Exercise description —
Answer these questions using the forum thread about the Jetta's brakes:
1. Which parts does the first post say were already replaced?
2. Where does the groaning noise seem to come from?
3. According to the last reply, what does ABS do instead of applying the brakes?

Provided text —

——————

# ABS Lockup while driving- 95 Jetta VR6



## Strikethebox62 (Sep 14, 2010)

I am having a issue with my brakes locking up and grabbing very hard while driving. I can hear a groaning noise coming from right behind my fire wall near my feet. I had the module replaced & all 4 abs sensors, however Ican get the brakes to operate properly after turning off the car and restarting it once the abs light comes on... but still having the issue quite often. Any input to what the problem might be? Again the car is a 95 jetta vr6 glx 


Should i consider at this point just doing an abs delete? 
Thanks.


----------



## greyhare (Dec 24, 2003)

Are there any codes?


----------



## EuroSportChicago (Jun 9, 2010)

are any of the wires damaged?

x2 for the codes??

Personally I would just take it out lol problem solved


----------



## GTijoejoe (Oct 6, 2001)

Here is some general info to rethink your problem.

ABS does not apply brakes, it only releases pressure, hence anti-lock. 

If your ABS light aluminates on the dash, the ABS system has discovered a fault and has disabled the system for safety.

If your car has EBD or VSA/traction control etc. those functions apply line pressure for corner braking (steering).

Module replaced + all sensors replaced but still have problems (when ABS light is off), you probably have a wiring issue or a tone ring issue on your bearings/axles.

——————

Given records —
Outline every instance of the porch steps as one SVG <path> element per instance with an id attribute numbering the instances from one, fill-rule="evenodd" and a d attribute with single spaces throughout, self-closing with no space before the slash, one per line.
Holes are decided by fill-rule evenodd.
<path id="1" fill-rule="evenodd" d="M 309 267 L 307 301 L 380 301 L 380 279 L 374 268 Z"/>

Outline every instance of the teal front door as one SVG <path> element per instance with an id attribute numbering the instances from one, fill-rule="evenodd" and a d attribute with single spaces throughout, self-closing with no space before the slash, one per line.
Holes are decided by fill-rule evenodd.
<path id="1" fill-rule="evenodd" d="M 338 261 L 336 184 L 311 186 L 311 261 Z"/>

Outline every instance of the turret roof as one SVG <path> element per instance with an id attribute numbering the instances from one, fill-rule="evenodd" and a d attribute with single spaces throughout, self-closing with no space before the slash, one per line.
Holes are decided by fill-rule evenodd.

——————

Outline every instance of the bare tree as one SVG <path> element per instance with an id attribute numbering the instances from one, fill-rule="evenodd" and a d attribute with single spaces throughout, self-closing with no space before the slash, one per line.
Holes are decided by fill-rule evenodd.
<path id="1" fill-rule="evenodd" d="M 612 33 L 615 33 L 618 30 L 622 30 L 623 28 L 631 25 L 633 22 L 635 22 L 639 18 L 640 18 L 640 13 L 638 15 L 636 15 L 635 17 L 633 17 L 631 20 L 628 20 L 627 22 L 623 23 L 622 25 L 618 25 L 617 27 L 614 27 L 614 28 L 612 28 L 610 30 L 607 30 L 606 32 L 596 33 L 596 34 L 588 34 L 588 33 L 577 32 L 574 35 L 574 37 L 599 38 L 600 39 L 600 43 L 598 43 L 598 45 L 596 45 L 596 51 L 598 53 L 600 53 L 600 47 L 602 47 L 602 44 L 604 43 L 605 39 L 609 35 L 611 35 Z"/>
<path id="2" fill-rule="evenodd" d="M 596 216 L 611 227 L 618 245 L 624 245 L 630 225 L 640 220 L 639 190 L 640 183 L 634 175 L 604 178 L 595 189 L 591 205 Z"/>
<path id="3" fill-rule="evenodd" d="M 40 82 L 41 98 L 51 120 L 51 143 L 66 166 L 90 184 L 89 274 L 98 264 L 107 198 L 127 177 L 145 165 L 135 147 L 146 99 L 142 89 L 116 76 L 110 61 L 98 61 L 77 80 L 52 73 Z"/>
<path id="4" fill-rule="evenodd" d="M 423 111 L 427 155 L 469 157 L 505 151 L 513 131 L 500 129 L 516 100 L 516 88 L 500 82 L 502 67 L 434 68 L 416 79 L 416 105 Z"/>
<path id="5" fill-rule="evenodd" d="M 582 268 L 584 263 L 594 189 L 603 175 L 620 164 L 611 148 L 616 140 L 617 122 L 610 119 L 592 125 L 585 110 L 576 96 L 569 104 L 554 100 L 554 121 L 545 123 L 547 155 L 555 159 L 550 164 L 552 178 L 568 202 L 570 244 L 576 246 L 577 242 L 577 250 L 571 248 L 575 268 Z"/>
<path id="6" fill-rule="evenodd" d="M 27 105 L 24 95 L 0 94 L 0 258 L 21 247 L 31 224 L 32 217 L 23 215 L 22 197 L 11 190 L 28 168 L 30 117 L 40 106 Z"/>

——————

The answer —
1. The ABS module and all four ABS sensors.
2. From right behind the firewall, near the driver's feet.
3. It only releases pressure.